DATASET CONTENT »
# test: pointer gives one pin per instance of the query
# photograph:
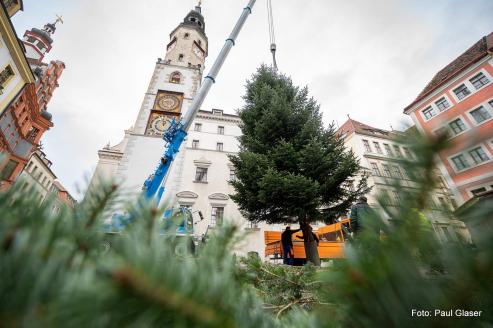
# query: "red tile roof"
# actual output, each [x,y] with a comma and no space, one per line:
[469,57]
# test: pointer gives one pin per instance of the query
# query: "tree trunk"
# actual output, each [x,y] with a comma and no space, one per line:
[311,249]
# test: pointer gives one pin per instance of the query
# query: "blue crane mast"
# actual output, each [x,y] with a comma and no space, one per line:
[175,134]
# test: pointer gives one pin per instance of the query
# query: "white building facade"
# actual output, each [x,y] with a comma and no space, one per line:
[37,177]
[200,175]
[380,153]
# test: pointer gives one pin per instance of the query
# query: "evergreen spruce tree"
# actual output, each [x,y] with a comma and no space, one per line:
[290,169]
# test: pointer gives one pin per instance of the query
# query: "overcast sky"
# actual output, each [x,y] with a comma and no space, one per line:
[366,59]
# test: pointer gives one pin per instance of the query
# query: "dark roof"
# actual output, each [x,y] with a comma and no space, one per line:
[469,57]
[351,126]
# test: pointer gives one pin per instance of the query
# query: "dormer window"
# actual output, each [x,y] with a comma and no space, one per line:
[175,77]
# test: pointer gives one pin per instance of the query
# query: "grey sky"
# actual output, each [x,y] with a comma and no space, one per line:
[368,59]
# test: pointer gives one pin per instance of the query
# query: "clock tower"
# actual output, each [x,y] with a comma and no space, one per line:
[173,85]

* * *

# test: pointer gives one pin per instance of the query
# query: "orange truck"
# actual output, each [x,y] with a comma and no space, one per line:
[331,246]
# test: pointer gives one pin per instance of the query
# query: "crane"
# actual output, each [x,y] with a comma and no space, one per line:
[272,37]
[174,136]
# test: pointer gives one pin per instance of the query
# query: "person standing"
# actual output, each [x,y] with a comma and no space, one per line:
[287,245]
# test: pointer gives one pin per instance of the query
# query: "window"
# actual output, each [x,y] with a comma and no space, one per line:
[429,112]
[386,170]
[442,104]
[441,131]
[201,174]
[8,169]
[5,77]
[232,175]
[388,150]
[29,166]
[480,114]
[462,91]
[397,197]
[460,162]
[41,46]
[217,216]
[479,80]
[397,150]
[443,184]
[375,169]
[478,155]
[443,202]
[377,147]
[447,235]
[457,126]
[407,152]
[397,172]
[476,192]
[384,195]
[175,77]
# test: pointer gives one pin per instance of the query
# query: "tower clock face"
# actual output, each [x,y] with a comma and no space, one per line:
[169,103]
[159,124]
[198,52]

PROBLEM DETAILS » State how many lines in the material above contain the string "tree", with case counting. Give only the number.

TASK RESPONSE » 2